• Requirement: Rewrite all the data below line for line, requests included, and shift every point coordinate in the answers by -109. Leave the numbers in the requests unchanged.

• Source data:

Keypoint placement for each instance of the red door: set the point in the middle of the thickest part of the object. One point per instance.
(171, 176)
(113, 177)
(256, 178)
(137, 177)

• Solution:
Keypoint placement for each instance of the red door: set the point in the middle of the thickest part of the object. One point per instance.
(62, 67)
(4, 68)
(147, 69)
(28, 68)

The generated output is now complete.